[Working data Boundary: Start]

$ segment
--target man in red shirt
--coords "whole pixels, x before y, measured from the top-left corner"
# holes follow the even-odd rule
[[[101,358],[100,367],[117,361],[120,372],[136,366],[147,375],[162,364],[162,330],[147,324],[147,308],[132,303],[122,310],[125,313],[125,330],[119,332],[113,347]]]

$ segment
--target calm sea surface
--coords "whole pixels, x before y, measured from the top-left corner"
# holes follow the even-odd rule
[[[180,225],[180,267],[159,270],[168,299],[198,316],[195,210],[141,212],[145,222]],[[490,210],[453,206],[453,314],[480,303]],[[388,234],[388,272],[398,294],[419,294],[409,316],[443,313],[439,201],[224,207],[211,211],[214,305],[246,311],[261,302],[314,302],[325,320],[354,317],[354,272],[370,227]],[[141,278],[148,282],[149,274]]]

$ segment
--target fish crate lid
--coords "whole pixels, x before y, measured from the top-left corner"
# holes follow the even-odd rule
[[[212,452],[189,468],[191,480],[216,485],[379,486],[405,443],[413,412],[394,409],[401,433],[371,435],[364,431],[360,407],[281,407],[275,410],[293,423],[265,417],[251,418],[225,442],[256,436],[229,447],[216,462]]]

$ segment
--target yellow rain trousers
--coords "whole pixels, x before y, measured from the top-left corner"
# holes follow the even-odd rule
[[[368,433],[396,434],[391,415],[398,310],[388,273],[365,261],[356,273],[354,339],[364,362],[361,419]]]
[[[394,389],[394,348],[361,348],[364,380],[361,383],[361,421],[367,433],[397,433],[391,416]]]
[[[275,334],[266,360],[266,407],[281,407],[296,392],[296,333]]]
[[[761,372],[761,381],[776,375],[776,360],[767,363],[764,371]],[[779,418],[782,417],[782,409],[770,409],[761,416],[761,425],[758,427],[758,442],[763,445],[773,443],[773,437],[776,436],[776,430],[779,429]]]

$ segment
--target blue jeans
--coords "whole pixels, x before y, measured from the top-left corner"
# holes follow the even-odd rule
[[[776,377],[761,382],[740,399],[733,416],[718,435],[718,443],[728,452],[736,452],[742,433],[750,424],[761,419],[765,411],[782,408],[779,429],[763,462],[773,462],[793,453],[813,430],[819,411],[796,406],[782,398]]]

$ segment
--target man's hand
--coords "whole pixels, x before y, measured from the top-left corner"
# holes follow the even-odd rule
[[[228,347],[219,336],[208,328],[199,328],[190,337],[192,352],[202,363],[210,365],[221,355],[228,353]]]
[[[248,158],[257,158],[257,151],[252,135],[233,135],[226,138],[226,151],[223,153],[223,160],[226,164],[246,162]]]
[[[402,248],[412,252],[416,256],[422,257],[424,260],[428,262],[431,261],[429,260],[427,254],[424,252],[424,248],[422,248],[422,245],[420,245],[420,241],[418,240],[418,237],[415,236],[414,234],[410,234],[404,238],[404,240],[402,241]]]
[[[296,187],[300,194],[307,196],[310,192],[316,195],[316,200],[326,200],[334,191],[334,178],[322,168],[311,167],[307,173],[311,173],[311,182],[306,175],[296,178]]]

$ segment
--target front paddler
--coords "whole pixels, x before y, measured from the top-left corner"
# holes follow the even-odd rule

[Working data Boundary: End]

Assignment →
From the first line to the last, give the data again exactly.

Reply to the exercise →
$ segment
--target man in red shirt
--coords "whole pixels, x before y, measured from the top-left corner"
# holes follow the even-odd rule
[[[101,358],[100,367],[117,361],[120,372],[136,366],[147,375],[162,364],[162,330],[147,324],[147,308],[132,303],[122,310],[125,313],[125,330],[119,332],[113,347]]]

$ segment
--target calm sea surface
--coords "whole pixels, x before y, measured from the top-left corner"
# holes follow the even-odd rule
[[[180,225],[180,267],[159,270],[168,299],[198,316],[195,210],[141,212],[145,222]],[[490,210],[453,206],[453,314],[480,303]],[[388,234],[388,272],[398,294],[419,294],[409,316],[443,313],[439,201],[224,207],[211,211],[214,305],[246,311],[261,302],[314,302],[325,320],[354,317],[354,272],[370,227]],[[141,278],[148,282],[149,274]]]

$ segment
--target fish crate lid
--coords "whole pixels, x before y, measured from the top-left corner"
# holes follow the even-odd rule
[[[212,452],[189,468],[191,480],[216,485],[379,486],[405,443],[413,412],[394,409],[401,433],[371,435],[364,431],[360,407],[281,407],[275,410],[293,423],[265,417],[251,418],[225,442],[256,436],[229,447],[216,462]]]

$ segment
--target yellow rain trousers
--coords "whole pixels, x before y, measured from the top-left corner"
# holes follow the even-odd rule
[[[368,433],[396,434],[391,415],[398,310],[388,273],[365,261],[356,273],[354,339],[364,362],[361,419]]]
[[[394,389],[394,348],[361,348],[364,380],[361,383],[361,421],[367,433],[397,433],[391,416]]]
[[[275,334],[266,360],[266,407],[281,407],[296,392],[296,333]]]
[[[761,372],[761,381],[776,375],[776,360],[767,363],[764,371]],[[779,418],[782,417],[782,409],[770,409],[761,416],[761,425],[758,427],[758,442],[763,445],[773,443],[773,437],[776,436],[776,430],[779,429]]]

$ segment
--target blue jeans
--coords "whole pixels, x before y, measured from the top-left corner"
# holes follow the even-odd rule
[[[776,377],[761,382],[740,399],[733,416],[718,435],[718,443],[728,452],[736,452],[742,433],[750,424],[761,419],[765,411],[782,408],[779,429],[763,462],[773,462],[793,453],[813,430],[819,411],[796,406],[782,398]]]

$ segment
--target man's hand
--coords "whole pixels, x before y, measured from the top-left corner"
# holes follow the even-odd rule
[[[228,347],[219,336],[208,328],[199,328],[190,337],[192,352],[202,363],[210,365],[221,355],[228,353]]]
[[[248,158],[257,158],[257,151],[252,135],[233,135],[226,138],[226,151],[223,153],[223,160],[226,164],[246,162]]]
[[[402,248],[412,252],[416,256],[422,257],[424,260],[428,262],[431,261],[429,260],[427,254],[424,252],[424,248],[422,248],[422,245],[420,245],[420,241],[418,240],[418,237],[415,236],[414,234],[410,234],[404,238],[404,240],[402,241]]]
[[[296,187],[300,194],[307,196],[310,192],[316,195],[316,200],[326,200],[334,191],[334,178],[322,168],[311,167],[307,173],[311,173],[311,182],[306,175],[296,178]]]

$ segment
--target front paddler
--coords "whole pixels, x before y, measured from the top-left corner"
# holes follow the even-odd rule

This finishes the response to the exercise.